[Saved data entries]

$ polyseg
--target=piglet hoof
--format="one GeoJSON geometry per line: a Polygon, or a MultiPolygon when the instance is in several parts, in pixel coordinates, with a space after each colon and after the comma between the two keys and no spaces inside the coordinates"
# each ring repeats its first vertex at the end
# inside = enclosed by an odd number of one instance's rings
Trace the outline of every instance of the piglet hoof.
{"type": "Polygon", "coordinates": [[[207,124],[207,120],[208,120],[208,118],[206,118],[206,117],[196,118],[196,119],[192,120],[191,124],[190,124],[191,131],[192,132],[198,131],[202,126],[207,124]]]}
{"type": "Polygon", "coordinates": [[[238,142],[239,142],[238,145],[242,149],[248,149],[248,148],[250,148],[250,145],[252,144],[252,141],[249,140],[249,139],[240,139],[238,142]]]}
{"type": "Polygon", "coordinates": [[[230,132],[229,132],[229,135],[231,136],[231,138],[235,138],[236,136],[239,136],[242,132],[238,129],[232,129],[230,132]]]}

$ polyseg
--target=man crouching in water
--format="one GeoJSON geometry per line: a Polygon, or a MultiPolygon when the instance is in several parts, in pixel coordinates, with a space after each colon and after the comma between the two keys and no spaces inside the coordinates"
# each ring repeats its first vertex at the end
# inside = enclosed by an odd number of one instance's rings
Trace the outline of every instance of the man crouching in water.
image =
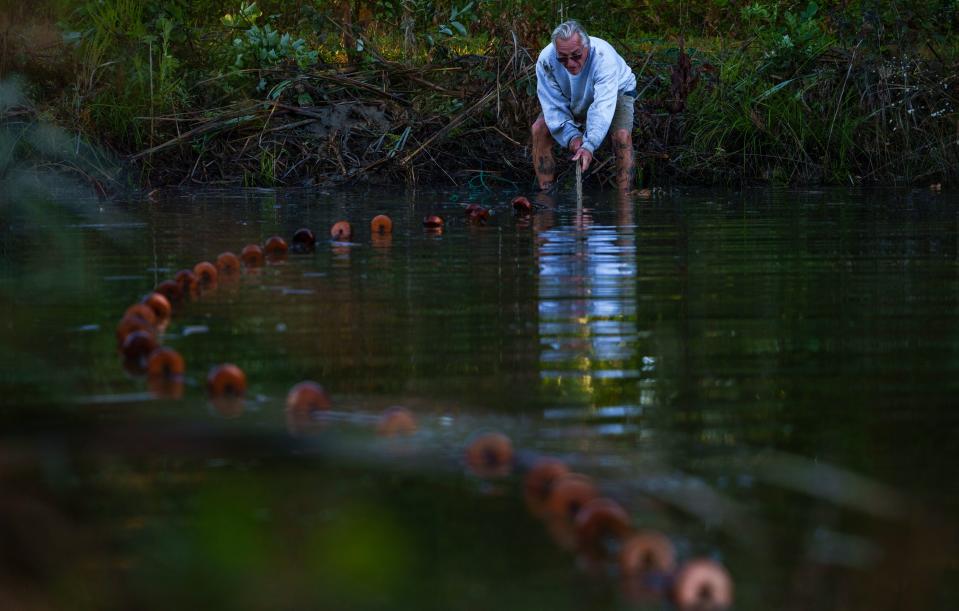
{"type": "Polygon", "coordinates": [[[608,42],[590,38],[578,21],[561,23],[552,38],[536,61],[536,95],[543,108],[532,127],[539,187],[549,189],[556,180],[554,142],[569,149],[585,171],[612,131],[616,186],[628,190],[635,168],[632,69],[608,42]]]}

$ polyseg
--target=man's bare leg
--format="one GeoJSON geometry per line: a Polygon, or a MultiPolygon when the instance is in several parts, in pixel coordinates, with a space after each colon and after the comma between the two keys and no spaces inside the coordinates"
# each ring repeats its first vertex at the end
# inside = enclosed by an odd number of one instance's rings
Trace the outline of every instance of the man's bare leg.
{"type": "Polygon", "coordinates": [[[616,187],[629,191],[636,173],[636,157],[633,153],[633,135],[628,129],[613,132],[613,153],[616,155],[616,187]]]}
{"type": "Polygon", "coordinates": [[[540,189],[549,189],[556,181],[556,161],[553,159],[553,135],[540,116],[530,129],[533,136],[533,170],[540,189]]]}

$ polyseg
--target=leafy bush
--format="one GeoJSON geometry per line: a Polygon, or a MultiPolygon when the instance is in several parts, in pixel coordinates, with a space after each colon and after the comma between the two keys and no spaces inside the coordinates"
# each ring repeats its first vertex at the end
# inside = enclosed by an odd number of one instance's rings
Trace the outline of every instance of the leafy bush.
{"type": "MultiPolygon", "coordinates": [[[[221,19],[228,28],[242,31],[242,36],[233,39],[234,74],[262,71],[284,62],[295,63],[300,68],[316,63],[318,53],[311,50],[305,40],[278,32],[269,23],[261,27],[257,21],[262,15],[256,2],[250,2],[241,4],[235,15],[227,13],[221,19]]],[[[256,90],[262,92],[266,86],[267,80],[261,77],[256,90]]]]}
{"type": "Polygon", "coordinates": [[[302,38],[293,39],[289,34],[281,34],[270,24],[252,26],[246,30],[243,38],[233,39],[236,50],[237,68],[268,68],[284,61],[293,61],[301,68],[316,63],[317,53],[311,51],[302,38]]]}
{"type": "Polygon", "coordinates": [[[781,19],[778,4],[753,2],[742,8],[741,16],[746,33],[759,41],[763,53],[760,71],[780,78],[801,70],[834,42],[815,2],[802,12],[787,10],[781,19]]]}

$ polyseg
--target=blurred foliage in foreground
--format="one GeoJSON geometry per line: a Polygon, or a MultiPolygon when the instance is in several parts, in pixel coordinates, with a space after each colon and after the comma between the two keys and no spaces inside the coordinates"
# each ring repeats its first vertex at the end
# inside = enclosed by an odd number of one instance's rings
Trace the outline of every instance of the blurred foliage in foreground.
{"type": "Polygon", "coordinates": [[[147,183],[455,182],[478,165],[519,179],[538,111],[523,69],[570,17],[634,66],[647,182],[956,181],[956,0],[0,0],[0,76],[26,79],[38,120],[118,153],[176,139],[137,159],[147,183]],[[495,104],[439,131],[487,94],[495,104]],[[388,157],[364,156],[349,126],[307,125],[346,99],[385,113],[361,145],[388,157]],[[264,116],[237,111],[251,101],[264,116]],[[270,124],[277,103],[303,125],[270,124]],[[249,133],[213,142],[241,123],[249,133]],[[299,138],[296,160],[263,138],[275,129],[299,138]]]}

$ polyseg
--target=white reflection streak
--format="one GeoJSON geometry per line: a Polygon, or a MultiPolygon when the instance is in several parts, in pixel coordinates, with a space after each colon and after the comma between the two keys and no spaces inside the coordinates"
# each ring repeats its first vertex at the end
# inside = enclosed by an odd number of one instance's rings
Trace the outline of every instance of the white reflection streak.
{"type": "Polygon", "coordinates": [[[619,205],[618,226],[591,225],[587,210],[538,241],[540,378],[572,384],[594,405],[594,381],[642,375],[624,367],[636,361],[637,262],[633,202],[619,205]]]}

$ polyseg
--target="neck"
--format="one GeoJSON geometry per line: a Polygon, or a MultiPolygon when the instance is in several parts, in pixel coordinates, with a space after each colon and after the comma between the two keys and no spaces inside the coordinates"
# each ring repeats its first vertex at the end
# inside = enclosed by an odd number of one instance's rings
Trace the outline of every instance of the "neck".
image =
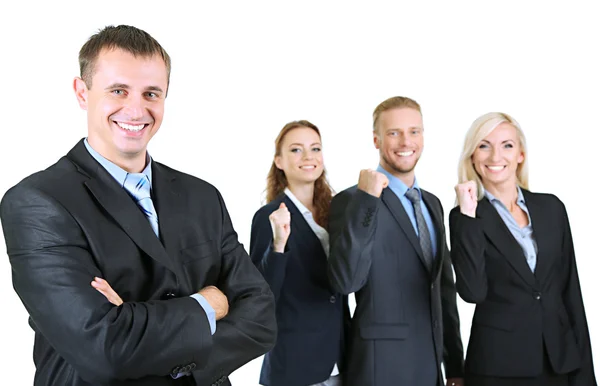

* **Goal of the exercise**: Where a line above includes "crouching", copy that line.

* **Answer box**:
--target=man crouching in water
Trace the outline of every instance of the man crouching in water.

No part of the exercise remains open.